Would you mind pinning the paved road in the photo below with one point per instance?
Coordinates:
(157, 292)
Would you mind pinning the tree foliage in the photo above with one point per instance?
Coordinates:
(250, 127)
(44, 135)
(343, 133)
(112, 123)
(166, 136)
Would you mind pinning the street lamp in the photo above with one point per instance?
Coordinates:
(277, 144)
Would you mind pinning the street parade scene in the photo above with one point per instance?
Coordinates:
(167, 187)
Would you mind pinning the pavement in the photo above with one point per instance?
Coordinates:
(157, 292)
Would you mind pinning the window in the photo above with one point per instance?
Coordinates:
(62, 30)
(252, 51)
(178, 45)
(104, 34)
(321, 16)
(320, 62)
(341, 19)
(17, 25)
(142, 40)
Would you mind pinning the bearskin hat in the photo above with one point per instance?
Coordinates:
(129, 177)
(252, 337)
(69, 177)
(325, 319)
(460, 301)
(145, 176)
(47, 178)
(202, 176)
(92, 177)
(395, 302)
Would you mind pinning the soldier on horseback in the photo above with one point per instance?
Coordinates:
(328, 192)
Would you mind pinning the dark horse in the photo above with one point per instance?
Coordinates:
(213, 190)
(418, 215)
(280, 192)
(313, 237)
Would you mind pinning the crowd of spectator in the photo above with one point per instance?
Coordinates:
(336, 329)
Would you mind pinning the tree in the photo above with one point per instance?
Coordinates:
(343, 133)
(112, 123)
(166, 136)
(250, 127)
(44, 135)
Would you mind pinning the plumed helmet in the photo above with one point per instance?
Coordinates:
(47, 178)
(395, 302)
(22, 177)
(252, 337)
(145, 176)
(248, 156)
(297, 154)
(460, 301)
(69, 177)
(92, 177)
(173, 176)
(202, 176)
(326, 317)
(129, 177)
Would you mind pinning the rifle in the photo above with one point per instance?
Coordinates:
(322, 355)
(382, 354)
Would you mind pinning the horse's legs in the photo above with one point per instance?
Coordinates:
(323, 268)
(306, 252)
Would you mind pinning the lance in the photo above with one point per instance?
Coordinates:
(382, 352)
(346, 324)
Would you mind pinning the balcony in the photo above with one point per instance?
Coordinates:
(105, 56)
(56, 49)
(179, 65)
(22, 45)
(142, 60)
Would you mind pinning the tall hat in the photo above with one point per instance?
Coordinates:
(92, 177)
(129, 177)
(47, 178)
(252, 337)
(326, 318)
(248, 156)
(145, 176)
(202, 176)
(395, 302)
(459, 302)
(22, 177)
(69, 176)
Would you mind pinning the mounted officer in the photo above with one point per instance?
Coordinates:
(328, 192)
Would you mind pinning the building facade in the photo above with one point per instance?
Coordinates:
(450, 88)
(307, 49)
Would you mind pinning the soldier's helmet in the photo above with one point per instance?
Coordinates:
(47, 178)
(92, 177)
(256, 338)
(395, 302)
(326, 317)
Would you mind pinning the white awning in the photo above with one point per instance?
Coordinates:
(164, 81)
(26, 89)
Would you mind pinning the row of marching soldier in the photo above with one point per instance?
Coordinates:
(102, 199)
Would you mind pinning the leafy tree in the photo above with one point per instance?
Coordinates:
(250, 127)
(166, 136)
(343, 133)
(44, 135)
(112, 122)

**DIRECTION**
Reproduce all of the records above line for line, without changing a single character.

**THE COMPLETED TASK**
Would you mind pinning the paved road in the photo below with one point per instance?
Coordinates:
(157, 292)
Would you mind pinning the tree foliage in the photo above with one point per instance?
Coordinates:
(250, 127)
(44, 135)
(343, 133)
(112, 123)
(166, 136)
Would you mind pinning the street lamp in the photo above with one point per instance?
Coordinates:
(277, 144)
Would you mind pinning the street parade scene in the photo above with one point per instance?
Coordinates:
(167, 187)
Would you mind pinning the pavement in the photo above with one point per instance?
Coordinates:
(157, 292)
Would you mind pinning the window in the photo above with one point per instance?
Coordinates:
(62, 30)
(252, 51)
(178, 45)
(104, 34)
(321, 16)
(320, 62)
(341, 19)
(17, 25)
(142, 40)
Would you mind pinning the bearskin hat in the photo above with one point per instance?
Coordinates:
(129, 177)
(252, 337)
(69, 177)
(325, 319)
(460, 301)
(145, 176)
(47, 178)
(202, 176)
(92, 177)
(395, 302)
Would you mind pinning the soldier on horseback in the photo above with one point per instance?
Coordinates:
(328, 192)
Would you mind pinning the dark horse in the photo above with one point per instance?
Coordinates:
(213, 190)
(418, 215)
(280, 192)
(313, 237)
Would you mind pinning the crowd of spectator in the photo above with one point per instance?
Coordinates:
(336, 329)
Would you mind pinning the tree in the photo above with one point per instance?
Coordinates:
(343, 133)
(112, 123)
(166, 136)
(250, 127)
(44, 135)
Would you mind pinning the plumed helmet in the photo above with one point per instance?
Coordinates:
(47, 178)
(395, 302)
(22, 177)
(252, 337)
(145, 176)
(248, 156)
(297, 154)
(460, 301)
(69, 177)
(92, 177)
(173, 176)
(202, 176)
(326, 317)
(129, 177)
Would you mind pinning the rifle in the photo above with one point per instance?
Coordinates:
(322, 355)
(382, 354)
Would you mind pinning the horse's legs in the photo above with one point per instance?
Coordinates:
(323, 268)
(306, 252)
Would you mind pinning the lance in the photo above with one point per instance?
Coordinates:
(382, 352)
(346, 324)
Would you mind pinning the balcony in the photo above with one point per instance?
Coordinates:
(105, 56)
(56, 49)
(179, 65)
(22, 45)
(142, 60)
Would you mind pinning the tall hat in the photo above with one point per instance?
Coordinates:
(92, 177)
(129, 177)
(47, 178)
(252, 337)
(326, 318)
(248, 156)
(145, 176)
(202, 176)
(395, 302)
(459, 302)
(22, 177)
(69, 176)
Would you mind pinning the mounted officer in the photo above with one point per instance?
Coordinates:
(328, 192)
Would you mind pinning the building facade in the photo above with one point per instance?
Coordinates:
(450, 88)
(307, 49)
Would you mind pinning the soldier's helmet in the photo above with one point per instance?
Coordinates:
(47, 178)
(92, 177)
(256, 338)
(395, 302)
(326, 317)
Would you mind pinning the white awning in the photo above with one point per instance?
Coordinates:
(164, 81)
(26, 89)
Would you mind pinning the row of marching soldier in the photo above with one point per instance?
Coordinates:
(102, 199)
Would you mind pinning the leafy tree in the photo above with one point per instance?
Coordinates:
(250, 127)
(166, 136)
(343, 133)
(44, 135)
(112, 122)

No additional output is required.